-- Task directions --
Go through the listing below and reproduce it word for word.

-- Material for this exercise --

══════════

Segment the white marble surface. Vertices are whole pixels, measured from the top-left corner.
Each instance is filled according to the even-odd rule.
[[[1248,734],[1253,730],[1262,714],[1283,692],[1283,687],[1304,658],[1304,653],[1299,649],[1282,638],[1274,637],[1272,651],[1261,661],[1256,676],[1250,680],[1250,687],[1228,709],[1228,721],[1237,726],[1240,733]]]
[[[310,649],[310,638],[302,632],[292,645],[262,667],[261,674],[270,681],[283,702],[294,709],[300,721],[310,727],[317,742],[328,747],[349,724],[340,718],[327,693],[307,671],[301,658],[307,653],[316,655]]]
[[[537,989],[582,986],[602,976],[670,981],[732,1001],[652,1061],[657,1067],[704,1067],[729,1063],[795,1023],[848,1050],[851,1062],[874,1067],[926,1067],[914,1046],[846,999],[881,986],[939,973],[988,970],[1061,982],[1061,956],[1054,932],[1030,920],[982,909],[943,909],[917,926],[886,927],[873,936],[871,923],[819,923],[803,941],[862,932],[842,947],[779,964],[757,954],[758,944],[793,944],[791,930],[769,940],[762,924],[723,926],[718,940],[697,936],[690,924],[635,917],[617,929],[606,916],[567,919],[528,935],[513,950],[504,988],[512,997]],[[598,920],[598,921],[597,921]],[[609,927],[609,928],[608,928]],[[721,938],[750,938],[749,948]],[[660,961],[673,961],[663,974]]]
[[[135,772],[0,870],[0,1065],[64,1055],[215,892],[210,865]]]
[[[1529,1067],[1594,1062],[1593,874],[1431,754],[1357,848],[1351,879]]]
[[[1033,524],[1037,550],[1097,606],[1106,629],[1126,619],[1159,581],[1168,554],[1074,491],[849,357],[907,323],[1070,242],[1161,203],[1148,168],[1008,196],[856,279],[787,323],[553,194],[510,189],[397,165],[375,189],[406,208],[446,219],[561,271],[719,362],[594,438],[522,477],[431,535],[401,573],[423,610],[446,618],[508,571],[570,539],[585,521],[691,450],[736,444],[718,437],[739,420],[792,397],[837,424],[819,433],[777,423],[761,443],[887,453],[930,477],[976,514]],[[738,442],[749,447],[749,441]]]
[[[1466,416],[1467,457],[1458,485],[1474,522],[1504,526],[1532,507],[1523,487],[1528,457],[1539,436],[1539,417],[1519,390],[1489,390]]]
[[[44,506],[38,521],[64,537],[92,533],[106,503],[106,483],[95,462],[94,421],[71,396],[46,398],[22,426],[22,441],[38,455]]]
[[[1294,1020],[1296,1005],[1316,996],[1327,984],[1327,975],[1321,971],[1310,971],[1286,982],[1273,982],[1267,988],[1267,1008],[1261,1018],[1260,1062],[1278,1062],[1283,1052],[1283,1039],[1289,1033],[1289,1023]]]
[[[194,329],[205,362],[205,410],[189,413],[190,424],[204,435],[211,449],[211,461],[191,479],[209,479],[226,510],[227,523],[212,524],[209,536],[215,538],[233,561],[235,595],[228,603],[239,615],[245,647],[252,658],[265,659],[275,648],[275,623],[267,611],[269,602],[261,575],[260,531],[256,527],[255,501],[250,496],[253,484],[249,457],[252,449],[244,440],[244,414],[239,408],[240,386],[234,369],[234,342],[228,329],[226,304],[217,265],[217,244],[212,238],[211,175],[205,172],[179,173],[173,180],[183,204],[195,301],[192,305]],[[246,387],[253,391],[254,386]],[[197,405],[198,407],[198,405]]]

══════════

-- Answer space --
Segment the white marble surface. Vertices are whole pixels, measured from the top-left corner.
Each instance is filled according to the even-odd rule.
[[[1248,734],[1253,730],[1262,714],[1283,692],[1283,687],[1304,658],[1304,653],[1299,649],[1282,638],[1274,637],[1272,651],[1261,661],[1256,676],[1250,680],[1250,687],[1228,709],[1228,721],[1237,726],[1240,733]]]
[[[310,649],[310,638],[302,632],[292,645],[262,667],[261,674],[270,681],[283,702],[294,709],[300,721],[310,727],[317,742],[328,747],[349,724],[340,718],[327,693],[307,671],[301,658],[307,653],[316,655]]]
[[[537,989],[582,986],[602,976],[670,981],[732,1001],[652,1061],[657,1067],[704,1067],[729,1063],[795,1023],[848,1050],[851,1062],[874,1067],[926,1067],[914,1046],[846,999],[881,986],[939,973],[988,970],[1061,982],[1061,956],[1054,932],[1030,920],[982,909],[943,909],[917,926],[886,927],[873,936],[871,923],[819,923],[803,941],[862,932],[842,947],[779,964],[757,954],[758,944],[793,944],[791,930],[769,940],[762,924],[723,926],[718,940],[697,936],[690,924],[635,917],[617,929],[606,916],[567,919],[528,935],[513,950],[504,988],[512,997]],[[598,920],[598,921],[597,921]],[[609,927],[609,928],[608,928]],[[721,938],[750,938],[749,948]],[[660,961],[673,961],[663,974]]]
[[[135,772],[0,870],[0,1065],[64,1055],[215,892],[210,865]]]
[[[1529,1067],[1594,1062],[1593,874],[1431,754],[1357,848],[1351,879]]]
[[[1033,524],[1037,550],[1097,606],[1106,629],[1126,619],[1159,581],[1168,554],[1074,491],[849,357],[907,323],[1070,242],[1161,203],[1148,168],[1008,196],[856,279],[787,323],[553,194],[510,189],[397,165],[375,189],[406,208],[446,219],[561,271],[719,362],[594,438],[522,477],[431,535],[401,573],[423,610],[446,618],[508,571],[570,539],[585,521],[691,450],[736,444],[718,437],[739,420],[792,397],[837,424],[819,433],[777,423],[761,443],[887,453],[930,477],[976,514]],[[738,442],[749,447],[749,441]]]
[[[1466,416],[1467,457],[1458,485],[1474,522],[1504,526],[1532,507],[1523,487],[1528,457],[1539,436],[1539,417],[1519,390],[1489,390]]]
[[[44,506],[38,521],[64,537],[92,533],[106,503],[106,483],[95,462],[94,421],[71,396],[46,398],[22,426],[22,441],[38,455]]]
[[[1294,1020],[1296,1005],[1316,996],[1327,984],[1327,975],[1321,971],[1310,971],[1286,982],[1273,982],[1267,988],[1267,1008],[1261,1018],[1260,1062],[1278,1062],[1283,1052],[1283,1039],[1289,1033],[1289,1023]]]
[[[194,329],[205,362],[205,410],[189,413],[190,424],[204,435],[211,449],[211,461],[191,479],[209,479],[226,510],[227,523],[212,524],[209,536],[215,538],[233,561],[235,595],[228,603],[239,615],[245,647],[252,658],[265,659],[275,648],[275,623],[267,611],[269,602],[261,575],[260,531],[256,527],[255,501],[250,496],[253,484],[249,457],[252,449],[244,440],[244,414],[239,408],[240,386],[234,369],[234,342],[228,329],[226,304],[217,265],[217,244],[212,238],[211,175],[205,172],[179,173],[173,180],[183,204],[195,301],[192,305]],[[246,387],[253,391],[254,386]],[[197,405],[198,407],[198,405]]]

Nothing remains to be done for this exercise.